▶ **Listagem**
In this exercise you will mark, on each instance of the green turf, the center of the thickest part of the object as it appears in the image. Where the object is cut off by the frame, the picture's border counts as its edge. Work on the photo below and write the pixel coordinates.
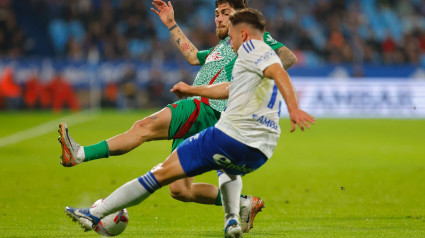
(343, 178)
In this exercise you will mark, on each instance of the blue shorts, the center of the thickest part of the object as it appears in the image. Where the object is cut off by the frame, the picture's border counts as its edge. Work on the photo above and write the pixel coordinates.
(212, 149)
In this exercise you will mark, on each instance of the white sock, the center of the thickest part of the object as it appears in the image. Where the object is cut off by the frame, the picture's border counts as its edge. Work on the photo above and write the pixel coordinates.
(129, 194)
(231, 187)
(80, 153)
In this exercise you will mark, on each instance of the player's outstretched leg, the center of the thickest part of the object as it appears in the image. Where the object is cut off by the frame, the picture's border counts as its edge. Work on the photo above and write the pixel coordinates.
(153, 127)
(82, 216)
(250, 206)
(69, 147)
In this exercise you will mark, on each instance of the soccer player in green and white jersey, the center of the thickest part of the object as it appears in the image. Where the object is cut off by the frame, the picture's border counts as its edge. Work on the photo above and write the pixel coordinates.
(183, 118)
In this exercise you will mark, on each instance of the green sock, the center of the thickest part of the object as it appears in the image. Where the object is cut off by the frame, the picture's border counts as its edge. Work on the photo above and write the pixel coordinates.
(96, 151)
(218, 201)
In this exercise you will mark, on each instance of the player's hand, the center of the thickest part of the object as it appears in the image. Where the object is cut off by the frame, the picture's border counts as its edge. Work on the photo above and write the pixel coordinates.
(165, 12)
(300, 118)
(181, 89)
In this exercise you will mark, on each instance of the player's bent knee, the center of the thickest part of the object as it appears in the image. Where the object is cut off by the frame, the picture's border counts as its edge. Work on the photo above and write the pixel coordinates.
(180, 193)
(143, 128)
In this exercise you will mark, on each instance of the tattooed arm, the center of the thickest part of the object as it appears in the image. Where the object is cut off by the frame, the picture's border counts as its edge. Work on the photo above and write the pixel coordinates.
(166, 14)
(286, 56)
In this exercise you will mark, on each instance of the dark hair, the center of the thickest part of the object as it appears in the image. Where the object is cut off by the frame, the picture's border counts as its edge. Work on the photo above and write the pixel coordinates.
(235, 4)
(250, 16)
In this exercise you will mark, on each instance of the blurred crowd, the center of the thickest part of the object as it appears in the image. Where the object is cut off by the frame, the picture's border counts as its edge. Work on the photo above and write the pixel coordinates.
(319, 31)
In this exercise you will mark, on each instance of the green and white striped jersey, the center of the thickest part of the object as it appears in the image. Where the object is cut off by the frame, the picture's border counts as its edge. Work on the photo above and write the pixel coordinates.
(217, 65)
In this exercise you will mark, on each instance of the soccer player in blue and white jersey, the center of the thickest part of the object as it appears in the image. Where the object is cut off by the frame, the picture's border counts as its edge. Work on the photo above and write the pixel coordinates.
(242, 140)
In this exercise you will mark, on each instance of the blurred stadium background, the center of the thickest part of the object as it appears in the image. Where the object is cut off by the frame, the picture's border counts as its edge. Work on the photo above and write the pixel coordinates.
(343, 178)
(356, 58)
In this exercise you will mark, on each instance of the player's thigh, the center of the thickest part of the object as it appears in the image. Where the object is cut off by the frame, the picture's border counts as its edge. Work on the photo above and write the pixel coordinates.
(190, 117)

▶ **Instruções da tarefa**
Atualize a listagem acima substituindo "thickest" por "widest" em todas as ocorrências, sem mudar mais nada. As imagens devem ficar de fora da resposta.

▶ **Solução**
In this exercise you will mark, on each instance of the green turf, the center of the widest part of the object as it appears in the image. Where the object is cut off by the frame, the picture's border counts as its edge. Work on the photo below and write the pixel coordinates.
(343, 178)
In this exercise you will mark, on each instance of the blue shorts, the center of the widest part of the object as it appears in the image. Where the object is cut off by the frame, the picture's border counts as its edge. Work on the photo above and write the pixel coordinates.
(212, 149)
In this exercise you will mark, on each instance of the white sock, the center of the widest part of the object as it appears in the image. Where the object is cut off by the frame, the picture's border counts as its edge. Work on the photo above and write the pixel coordinates.
(129, 194)
(231, 187)
(80, 153)
In this exercise you will mark, on each instance of the player's outstretched leg, the center of the widest part of the object as it appears in the image. Where the object is cut off by the frame, the picture's border counts as its edge. Work on the photo above and write the pixel coordinates.
(153, 127)
(82, 216)
(250, 206)
(69, 147)
In this exercise you will mark, on each instance of the soccer player in green and white jersey, the center of the widest part of the object as it appears in the image. Where the object is cut off by the frame, the picture's border counts as its edge. Work on the photo above and write the pixel coordinates.
(183, 118)
In this exercise you will mark, on each instance of the green sock, the center of the widest part of the object as it appears in the image. Where the object is cut off by the frame, the picture's border counts as its edge. Work on the photo above and write the pixel coordinates.
(96, 151)
(218, 201)
In this exercise you will mark, on each instance of the player's hand, the center of the widest part of the object as it appears in the image. Where the object is cut off by the frame, the picture's border counts as its edge. Work on the photo above and write the pixel coordinates.
(165, 12)
(300, 118)
(181, 89)
In this exercise you will mark, on each instance of the player's bent knee, the center of the widest part of the object as it appears in the image. Where the object is cut off by the frame, the picture's border counts as its edge. Work on the photo above and write the pixel coordinates.
(180, 193)
(143, 128)
In this exercise you will mark, on each instance of the tattooed arm, the center of the widest part of the object as it appears in the image. Where the object is cut off by the frame, the picture's border counts as its edge. Work on the photo above and write the pixel coordinates.
(166, 14)
(286, 56)
In this exercise you will mark, on each instance of the dark hair, the center of the widest part of the object as it appears in the image. Where the object is cut off by the frame, the picture's border counts as its edge. Work on the photo above and write the pixel coordinates.
(235, 4)
(250, 16)
In this exercise you will mark, on each instance of the blurred crowd, the center of the widest part of the object as it appears in the image. Where the object is cut off by the frame, the picture's border counts as its edge. Work on the photo above and write the pixel coordinates.
(319, 31)
In this exercise you will mark, on each instance of the green and white striped jersey, the center of the widest part of the object as it appears in the image. Where the object is cut off by the frame, the picture's border counts as its edge. Work on the photo above and write the pixel coordinates.
(217, 65)
In this exercise you will mark, on each instance of the soccer player in blue and white jersey, the center of the widest part of the object as it appears in the image. Where the object is cut off by the frame, the picture's border counts as its edge. Work on the photo above and write the pixel coordinates.
(242, 140)
In this exercise you will mark, on each instance of the blurred stadium background, the center of the widest part of the object as it appears in the image. Where the object is cut off by the frame, the picture's border counts as its edge. Work on the photo above and write the pixel coordinates.
(343, 178)
(356, 58)
In this exercise you will mark, on each instance of the player's thigh, the center of the widest part of the object as it appears in the image. Where the object is cut off by the frame, the picture's border counts as its edge. Work on the photo above and write the pixel coordinates.
(190, 117)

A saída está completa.